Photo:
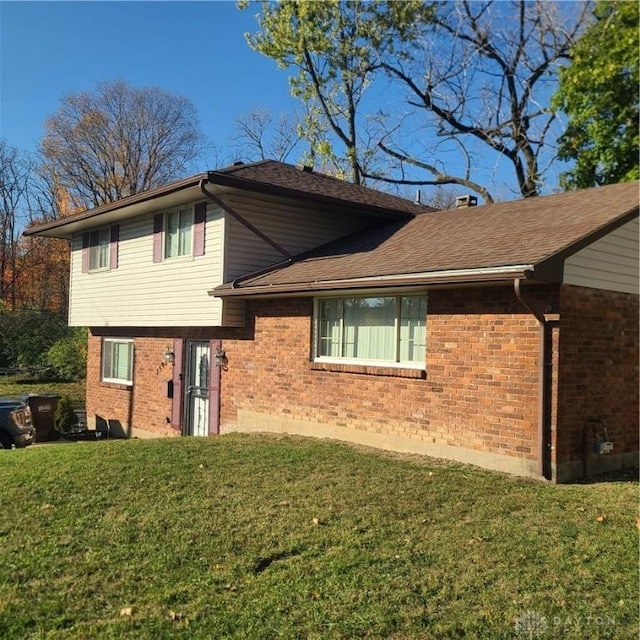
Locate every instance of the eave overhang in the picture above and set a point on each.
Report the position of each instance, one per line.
(188, 190)
(460, 277)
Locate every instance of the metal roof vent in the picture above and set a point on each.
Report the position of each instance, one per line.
(464, 202)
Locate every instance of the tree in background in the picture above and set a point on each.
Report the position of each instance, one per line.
(335, 48)
(599, 94)
(118, 141)
(261, 135)
(474, 81)
(14, 181)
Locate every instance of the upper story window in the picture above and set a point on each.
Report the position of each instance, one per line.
(177, 237)
(100, 249)
(179, 232)
(385, 330)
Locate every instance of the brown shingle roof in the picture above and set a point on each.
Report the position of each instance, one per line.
(523, 232)
(280, 177)
(266, 176)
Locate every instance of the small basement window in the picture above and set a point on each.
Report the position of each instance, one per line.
(117, 360)
(382, 330)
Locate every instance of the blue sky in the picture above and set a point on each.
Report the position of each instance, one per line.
(194, 49)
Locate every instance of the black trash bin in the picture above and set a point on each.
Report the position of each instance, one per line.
(43, 411)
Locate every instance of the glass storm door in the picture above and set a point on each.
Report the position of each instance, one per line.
(196, 389)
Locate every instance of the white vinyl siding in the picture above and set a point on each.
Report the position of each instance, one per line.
(143, 293)
(610, 263)
(296, 227)
(375, 330)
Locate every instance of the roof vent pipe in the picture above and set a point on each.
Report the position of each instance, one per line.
(464, 202)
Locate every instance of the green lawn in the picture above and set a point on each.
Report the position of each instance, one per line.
(17, 386)
(278, 537)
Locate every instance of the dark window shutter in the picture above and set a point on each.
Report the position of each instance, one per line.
(176, 404)
(158, 224)
(199, 228)
(86, 247)
(113, 246)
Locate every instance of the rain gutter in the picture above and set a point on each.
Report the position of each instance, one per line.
(457, 276)
(545, 372)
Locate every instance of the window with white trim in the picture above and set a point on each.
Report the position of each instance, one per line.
(117, 360)
(382, 330)
(99, 243)
(178, 232)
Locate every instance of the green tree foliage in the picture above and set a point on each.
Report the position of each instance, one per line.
(26, 336)
(465, 81)
(599, 93)
(68, 355)
(335, 48)
(118, 141)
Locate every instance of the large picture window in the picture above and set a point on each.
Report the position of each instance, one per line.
(378, 330)
(117, 360)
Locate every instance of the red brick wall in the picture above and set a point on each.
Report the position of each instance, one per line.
(480, 391)
(150, 408)
(598, 368)
(481, 386)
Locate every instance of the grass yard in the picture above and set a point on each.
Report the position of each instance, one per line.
(17, 386)
(278, 537)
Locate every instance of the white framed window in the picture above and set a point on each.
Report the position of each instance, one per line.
(99, 242)
(382, 330)
(117, 360)
(178, 232)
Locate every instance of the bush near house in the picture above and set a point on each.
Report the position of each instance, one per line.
(281, 537)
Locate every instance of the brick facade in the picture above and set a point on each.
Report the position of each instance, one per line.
(477, 401)
(598, 373)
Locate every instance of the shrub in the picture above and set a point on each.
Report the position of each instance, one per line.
(65, 418)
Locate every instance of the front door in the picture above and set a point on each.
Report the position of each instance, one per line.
(196, 388)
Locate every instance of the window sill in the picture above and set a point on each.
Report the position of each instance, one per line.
(369, 370)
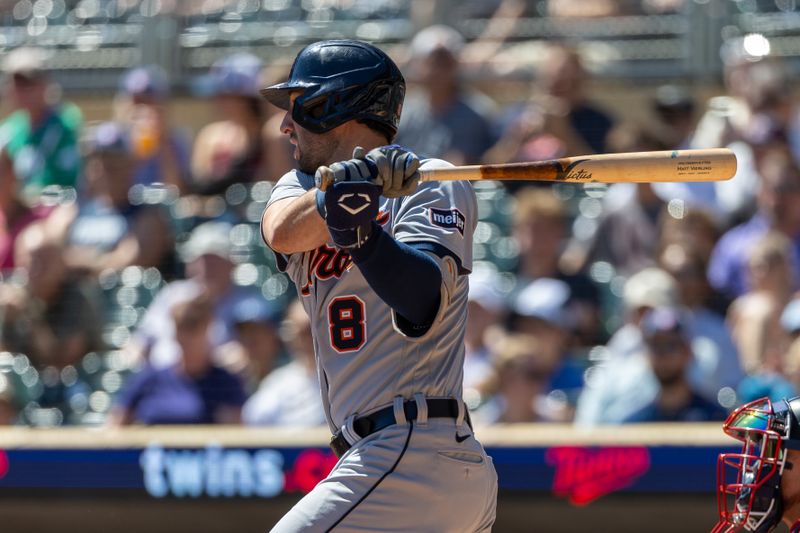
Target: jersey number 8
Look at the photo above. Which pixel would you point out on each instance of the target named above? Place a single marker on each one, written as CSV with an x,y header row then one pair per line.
x,y
347,317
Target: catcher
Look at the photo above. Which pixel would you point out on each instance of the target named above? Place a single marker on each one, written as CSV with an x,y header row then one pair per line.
x,y
760,486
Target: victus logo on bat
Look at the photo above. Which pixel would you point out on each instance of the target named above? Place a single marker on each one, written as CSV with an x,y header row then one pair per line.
x,y
583,475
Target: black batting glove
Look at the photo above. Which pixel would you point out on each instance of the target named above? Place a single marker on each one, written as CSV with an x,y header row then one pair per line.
x,y
397,170
350,208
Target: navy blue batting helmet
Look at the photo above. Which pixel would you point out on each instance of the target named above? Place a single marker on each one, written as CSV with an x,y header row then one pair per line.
x,y
339,81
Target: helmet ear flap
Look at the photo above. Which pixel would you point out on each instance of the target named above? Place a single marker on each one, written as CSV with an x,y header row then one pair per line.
x,y
342,80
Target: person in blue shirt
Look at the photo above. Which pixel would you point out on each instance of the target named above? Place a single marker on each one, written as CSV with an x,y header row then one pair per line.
x,y
192,391
669,353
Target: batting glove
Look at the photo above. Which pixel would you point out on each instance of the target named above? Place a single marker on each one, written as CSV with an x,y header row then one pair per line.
x,y
355,169
397,170
351,207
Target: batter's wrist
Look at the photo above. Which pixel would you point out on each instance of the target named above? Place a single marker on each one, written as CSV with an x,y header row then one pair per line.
x,y
320,201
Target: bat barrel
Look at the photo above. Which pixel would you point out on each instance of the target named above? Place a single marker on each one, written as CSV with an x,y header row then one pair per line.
x,y
635,167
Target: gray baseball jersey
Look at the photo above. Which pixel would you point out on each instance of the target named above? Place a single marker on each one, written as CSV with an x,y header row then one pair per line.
x,y
365,357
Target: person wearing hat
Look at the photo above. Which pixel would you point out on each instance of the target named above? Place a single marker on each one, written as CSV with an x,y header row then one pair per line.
x,y
257,347
16,212
233,149
192,390
669,353
621,377
104,229
162,152
40,135
208,266
517,391
486,309
442,118
544,310
289,395
557,120
54,317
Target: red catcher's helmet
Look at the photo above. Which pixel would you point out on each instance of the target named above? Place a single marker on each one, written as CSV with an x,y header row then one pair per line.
x,y
749,482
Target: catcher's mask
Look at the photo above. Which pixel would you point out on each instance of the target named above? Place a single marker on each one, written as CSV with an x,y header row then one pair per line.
x,y
749,483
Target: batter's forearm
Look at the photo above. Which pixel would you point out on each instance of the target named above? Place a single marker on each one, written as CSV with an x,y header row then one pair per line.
x,y
408,280
294,225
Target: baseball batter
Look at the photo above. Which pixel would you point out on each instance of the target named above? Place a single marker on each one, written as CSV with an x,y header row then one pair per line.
x,y
381,267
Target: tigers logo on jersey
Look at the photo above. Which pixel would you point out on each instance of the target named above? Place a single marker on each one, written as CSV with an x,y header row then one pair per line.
x,y
328,262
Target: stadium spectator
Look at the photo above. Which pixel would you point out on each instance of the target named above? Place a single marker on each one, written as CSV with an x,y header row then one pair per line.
x,y
8,406
673,108
669,354
193,390
232,149
54,317
289,395
714,348
15,212
541,233
543,309
694,229
517,393
622,378
557,120
104,229
778,210
486,309
255,352
207,256
40,135
442,118
162,152
754,317
625,234
790,324
755,108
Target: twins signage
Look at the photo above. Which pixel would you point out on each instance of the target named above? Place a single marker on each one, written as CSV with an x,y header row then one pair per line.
x,y
579,474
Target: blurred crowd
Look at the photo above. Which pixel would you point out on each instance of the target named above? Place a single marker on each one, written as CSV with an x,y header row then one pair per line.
x,y
135,288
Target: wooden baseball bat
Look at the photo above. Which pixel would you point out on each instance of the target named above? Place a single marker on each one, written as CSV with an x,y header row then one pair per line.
x,y
633,167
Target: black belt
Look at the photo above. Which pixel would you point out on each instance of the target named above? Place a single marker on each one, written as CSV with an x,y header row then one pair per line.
x,y
369,424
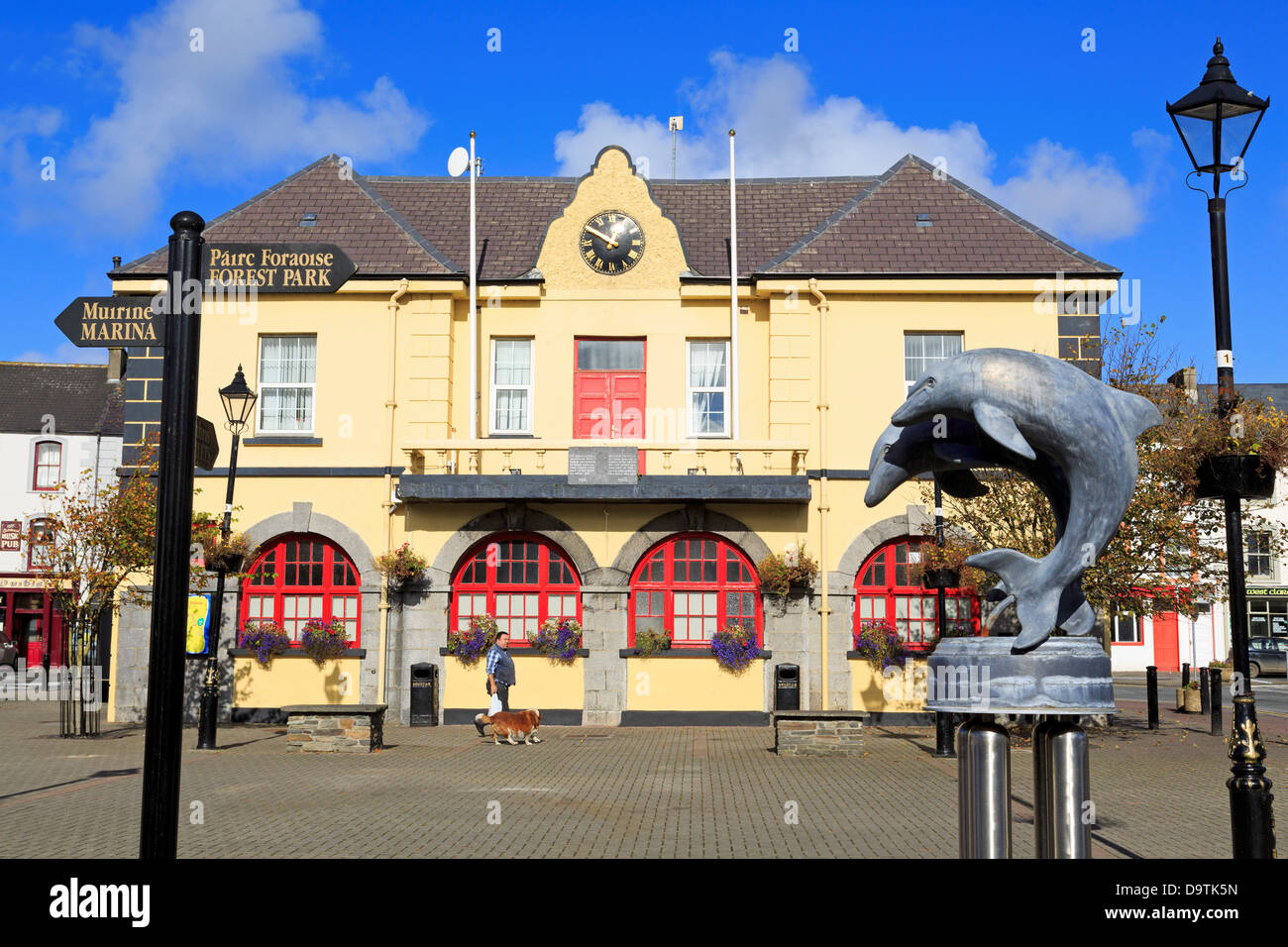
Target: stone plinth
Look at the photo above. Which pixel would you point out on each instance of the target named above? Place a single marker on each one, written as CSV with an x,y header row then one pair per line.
x,y
818,732
335,728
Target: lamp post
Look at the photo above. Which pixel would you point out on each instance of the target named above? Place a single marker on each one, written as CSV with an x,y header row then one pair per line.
x,y
239,402
1216,123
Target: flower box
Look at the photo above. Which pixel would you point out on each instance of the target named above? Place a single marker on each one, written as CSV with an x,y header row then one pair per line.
x,y
1245,475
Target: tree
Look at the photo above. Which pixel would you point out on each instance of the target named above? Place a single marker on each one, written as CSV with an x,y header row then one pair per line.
x,y
1168,552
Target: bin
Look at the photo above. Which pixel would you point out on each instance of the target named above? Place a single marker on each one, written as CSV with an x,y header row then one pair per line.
x,y
424,694
787,686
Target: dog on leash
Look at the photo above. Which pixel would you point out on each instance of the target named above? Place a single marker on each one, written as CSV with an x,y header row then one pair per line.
x,y
522,723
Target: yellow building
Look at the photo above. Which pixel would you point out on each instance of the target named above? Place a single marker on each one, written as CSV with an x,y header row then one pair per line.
x,y
604,321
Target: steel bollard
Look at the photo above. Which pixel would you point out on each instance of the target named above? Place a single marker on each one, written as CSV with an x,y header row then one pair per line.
x,y
1068,789
1215,684
984,758
1151,694
1041,788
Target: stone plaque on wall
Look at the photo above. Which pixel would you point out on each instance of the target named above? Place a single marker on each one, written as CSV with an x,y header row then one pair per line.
x,y
603,466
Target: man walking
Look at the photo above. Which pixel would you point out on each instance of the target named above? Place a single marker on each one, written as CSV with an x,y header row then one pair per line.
x,y
500,674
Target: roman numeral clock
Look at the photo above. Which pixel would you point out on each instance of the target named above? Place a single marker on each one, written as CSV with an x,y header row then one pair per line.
x,y
610,243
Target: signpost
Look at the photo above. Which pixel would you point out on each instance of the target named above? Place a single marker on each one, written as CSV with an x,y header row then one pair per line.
x,y
111,322
159,825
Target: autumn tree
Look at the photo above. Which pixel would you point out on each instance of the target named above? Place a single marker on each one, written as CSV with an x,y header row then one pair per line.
x,y
1170,551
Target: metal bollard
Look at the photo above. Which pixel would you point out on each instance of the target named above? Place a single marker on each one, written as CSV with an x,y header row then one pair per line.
x,y
1215,684
984,758
1068,789
1041,787
1151,694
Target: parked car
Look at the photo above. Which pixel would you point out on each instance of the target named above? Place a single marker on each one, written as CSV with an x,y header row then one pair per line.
x,y
1267,656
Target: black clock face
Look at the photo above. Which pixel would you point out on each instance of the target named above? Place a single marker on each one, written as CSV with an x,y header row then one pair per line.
x,y
610,243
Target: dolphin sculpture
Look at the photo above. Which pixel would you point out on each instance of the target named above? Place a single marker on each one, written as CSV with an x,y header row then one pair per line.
x,y
1034,405
949,449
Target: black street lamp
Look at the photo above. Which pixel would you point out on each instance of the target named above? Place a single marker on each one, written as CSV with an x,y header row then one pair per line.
x,y
1216,123
239,403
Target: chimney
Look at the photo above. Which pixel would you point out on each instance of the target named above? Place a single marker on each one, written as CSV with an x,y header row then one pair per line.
x,y
116,364
1186,379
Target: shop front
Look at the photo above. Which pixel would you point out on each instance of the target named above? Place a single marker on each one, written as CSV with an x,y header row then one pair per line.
x,y
29,618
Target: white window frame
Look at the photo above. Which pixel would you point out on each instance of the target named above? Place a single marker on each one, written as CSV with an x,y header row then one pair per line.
x,y
907,382
263,385
690,390
529,388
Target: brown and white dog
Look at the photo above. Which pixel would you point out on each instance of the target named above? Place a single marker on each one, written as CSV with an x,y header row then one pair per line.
x,y
522,723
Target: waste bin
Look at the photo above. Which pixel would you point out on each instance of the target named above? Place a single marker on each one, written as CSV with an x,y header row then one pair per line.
x,y
787,686
424,694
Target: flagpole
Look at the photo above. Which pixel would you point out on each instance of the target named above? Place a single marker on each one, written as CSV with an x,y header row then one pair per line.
x,y
473,322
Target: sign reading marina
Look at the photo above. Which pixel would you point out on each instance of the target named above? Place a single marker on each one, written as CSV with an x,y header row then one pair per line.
x,y
112,322
277,266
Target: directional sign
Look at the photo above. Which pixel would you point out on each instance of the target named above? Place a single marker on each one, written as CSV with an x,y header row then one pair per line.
x,y
112,322
207,446
275,266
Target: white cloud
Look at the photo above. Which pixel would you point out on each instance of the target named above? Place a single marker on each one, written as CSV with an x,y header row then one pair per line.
x,y
219,114
784,129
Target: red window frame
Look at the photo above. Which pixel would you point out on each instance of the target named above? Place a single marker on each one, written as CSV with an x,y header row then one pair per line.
x,y
883,567
523,564
271,569
37,467
657,574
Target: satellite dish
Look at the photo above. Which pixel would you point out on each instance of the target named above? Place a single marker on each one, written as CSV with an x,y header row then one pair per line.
x,y
458,161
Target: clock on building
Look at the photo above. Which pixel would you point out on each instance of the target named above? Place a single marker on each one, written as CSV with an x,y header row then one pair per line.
x,y
610,243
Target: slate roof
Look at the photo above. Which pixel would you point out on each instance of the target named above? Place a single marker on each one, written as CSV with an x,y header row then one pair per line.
x,y
402,226
77,395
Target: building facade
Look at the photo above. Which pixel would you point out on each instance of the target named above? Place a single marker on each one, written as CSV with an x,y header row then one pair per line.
■ ■ ■
WORK REQUEST: Copy all lines from the data that hold the word "brown".

EXERCISE OUTPUT:
Locate every instance of the brown shingle roof in the picture above and set a point on each.
Target: brown and white dog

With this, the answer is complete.